EXERCISE DETAILS ::
From the line containing "the woman wearing" down to the last line of the records below, copy every line exactly. Leave out everything before it.
***** MATERIAL TO PROCESS
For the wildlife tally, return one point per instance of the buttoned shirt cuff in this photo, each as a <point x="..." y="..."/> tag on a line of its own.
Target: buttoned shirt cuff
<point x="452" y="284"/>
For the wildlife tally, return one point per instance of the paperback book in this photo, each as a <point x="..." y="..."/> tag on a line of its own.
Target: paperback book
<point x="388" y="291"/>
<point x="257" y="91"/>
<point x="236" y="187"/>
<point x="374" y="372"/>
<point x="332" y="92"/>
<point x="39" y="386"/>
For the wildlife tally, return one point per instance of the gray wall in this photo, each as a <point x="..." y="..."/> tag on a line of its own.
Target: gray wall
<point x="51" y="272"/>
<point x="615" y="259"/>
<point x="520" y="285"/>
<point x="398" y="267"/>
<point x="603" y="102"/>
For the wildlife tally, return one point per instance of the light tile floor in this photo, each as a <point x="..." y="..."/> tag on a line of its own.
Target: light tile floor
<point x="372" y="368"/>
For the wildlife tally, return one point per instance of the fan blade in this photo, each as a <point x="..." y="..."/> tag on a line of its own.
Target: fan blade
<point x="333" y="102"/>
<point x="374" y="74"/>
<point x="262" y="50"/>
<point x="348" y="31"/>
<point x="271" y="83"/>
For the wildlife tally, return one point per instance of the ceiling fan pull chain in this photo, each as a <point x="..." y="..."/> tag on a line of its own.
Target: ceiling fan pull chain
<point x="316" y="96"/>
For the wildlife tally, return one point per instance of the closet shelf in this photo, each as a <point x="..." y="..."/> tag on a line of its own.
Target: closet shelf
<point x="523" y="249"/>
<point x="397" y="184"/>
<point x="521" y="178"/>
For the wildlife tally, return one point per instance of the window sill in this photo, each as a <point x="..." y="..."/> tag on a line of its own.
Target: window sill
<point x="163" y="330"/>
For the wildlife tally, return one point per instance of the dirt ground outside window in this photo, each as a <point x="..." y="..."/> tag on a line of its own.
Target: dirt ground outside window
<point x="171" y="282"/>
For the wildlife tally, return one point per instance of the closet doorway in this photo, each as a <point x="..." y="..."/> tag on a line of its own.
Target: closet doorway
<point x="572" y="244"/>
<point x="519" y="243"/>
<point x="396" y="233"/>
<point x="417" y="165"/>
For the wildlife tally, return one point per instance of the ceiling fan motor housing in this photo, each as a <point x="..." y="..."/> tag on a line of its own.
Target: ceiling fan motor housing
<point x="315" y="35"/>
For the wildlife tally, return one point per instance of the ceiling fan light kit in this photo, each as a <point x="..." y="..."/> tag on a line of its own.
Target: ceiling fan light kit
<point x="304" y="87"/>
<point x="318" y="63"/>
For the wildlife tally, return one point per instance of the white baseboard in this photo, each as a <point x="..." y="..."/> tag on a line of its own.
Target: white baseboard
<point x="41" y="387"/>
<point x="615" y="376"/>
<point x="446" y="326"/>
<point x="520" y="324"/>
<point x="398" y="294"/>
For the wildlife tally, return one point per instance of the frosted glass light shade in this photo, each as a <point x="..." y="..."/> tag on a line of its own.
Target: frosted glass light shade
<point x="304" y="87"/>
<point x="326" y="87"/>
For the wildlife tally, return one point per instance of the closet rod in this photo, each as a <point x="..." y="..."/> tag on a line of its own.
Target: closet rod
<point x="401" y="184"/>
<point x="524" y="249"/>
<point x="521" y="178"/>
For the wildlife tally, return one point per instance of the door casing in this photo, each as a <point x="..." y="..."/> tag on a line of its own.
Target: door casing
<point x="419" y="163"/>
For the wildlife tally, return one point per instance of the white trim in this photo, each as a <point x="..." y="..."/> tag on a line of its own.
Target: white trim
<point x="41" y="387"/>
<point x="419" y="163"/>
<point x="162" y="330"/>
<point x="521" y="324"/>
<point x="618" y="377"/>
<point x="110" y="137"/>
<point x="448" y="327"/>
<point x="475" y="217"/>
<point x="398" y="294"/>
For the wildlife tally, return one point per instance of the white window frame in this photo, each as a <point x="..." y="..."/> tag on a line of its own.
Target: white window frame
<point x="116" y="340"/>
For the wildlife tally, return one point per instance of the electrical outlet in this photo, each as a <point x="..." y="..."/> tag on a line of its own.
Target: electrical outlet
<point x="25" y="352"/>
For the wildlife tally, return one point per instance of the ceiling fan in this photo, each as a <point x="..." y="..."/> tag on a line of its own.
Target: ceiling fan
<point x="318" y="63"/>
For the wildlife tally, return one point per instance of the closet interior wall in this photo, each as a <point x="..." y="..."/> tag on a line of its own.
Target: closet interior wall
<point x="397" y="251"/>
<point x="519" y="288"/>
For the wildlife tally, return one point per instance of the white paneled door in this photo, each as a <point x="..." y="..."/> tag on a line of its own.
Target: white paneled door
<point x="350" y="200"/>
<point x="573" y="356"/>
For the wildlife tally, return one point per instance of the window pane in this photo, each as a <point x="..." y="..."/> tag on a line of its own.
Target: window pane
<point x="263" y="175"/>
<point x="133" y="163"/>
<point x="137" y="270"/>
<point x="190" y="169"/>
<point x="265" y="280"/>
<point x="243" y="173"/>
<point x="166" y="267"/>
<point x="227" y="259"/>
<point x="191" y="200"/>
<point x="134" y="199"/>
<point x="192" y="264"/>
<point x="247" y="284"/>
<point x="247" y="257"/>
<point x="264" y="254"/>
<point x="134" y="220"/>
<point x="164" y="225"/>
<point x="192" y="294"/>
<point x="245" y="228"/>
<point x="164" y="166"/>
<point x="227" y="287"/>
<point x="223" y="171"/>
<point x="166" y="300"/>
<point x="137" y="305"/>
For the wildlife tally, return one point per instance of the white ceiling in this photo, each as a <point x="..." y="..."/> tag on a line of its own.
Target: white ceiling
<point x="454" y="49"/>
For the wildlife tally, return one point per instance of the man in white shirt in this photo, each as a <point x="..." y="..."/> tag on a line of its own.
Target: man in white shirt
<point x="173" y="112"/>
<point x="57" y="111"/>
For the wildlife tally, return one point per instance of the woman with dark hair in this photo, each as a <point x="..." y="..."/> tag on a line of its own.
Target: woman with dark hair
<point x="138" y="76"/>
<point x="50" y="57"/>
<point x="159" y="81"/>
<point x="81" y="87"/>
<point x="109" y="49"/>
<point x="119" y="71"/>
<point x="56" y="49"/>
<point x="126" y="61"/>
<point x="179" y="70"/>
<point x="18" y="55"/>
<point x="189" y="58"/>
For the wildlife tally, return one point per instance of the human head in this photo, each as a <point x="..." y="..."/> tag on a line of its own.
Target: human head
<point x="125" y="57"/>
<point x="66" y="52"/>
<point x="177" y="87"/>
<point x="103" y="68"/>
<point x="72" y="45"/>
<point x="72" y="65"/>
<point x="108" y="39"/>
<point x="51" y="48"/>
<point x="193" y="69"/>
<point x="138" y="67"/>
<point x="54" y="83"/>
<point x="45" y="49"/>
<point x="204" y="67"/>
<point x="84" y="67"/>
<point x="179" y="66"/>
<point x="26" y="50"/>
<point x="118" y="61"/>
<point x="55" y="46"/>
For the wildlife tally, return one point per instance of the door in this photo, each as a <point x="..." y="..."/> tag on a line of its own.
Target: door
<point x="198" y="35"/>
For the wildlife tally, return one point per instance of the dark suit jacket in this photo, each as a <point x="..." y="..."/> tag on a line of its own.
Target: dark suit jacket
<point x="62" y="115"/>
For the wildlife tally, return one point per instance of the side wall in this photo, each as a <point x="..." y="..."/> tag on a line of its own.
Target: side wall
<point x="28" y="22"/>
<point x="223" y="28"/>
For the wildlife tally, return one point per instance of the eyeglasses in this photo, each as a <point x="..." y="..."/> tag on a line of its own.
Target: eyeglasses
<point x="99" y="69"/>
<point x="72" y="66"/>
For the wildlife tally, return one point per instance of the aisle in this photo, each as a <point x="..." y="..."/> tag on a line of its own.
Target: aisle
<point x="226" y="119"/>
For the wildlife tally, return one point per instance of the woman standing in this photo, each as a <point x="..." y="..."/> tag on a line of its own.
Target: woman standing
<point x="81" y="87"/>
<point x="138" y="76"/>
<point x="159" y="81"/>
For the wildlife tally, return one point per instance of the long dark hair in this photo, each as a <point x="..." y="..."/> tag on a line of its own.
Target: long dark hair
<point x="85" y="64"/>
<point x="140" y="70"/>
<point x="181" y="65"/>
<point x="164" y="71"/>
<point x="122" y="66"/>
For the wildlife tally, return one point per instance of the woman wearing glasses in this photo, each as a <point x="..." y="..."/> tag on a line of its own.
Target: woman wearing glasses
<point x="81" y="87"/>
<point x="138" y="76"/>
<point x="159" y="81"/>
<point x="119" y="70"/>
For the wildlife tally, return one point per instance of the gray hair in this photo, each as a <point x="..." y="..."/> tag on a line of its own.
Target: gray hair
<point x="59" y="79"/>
**********
RESULT FOR THIS EXERCISE ::
For the wildlife tally, return one point per instance of the woman wearing glasses in this photo, each as a <point x="..." y="..."/> tag on a line of its own.
Target: woman wearing glasses
<point x="81" y="87"/>
<point x="138" y="76"/>
<point x="159" y="81"/>
<point x="119" y="70"/>
For the wildlife tally, return one point per instance of the gray hair in this photo, each as a <point x="..." y="..."/> tag on a line of its own.
Target: gray hair
<point x="59" y="79"/>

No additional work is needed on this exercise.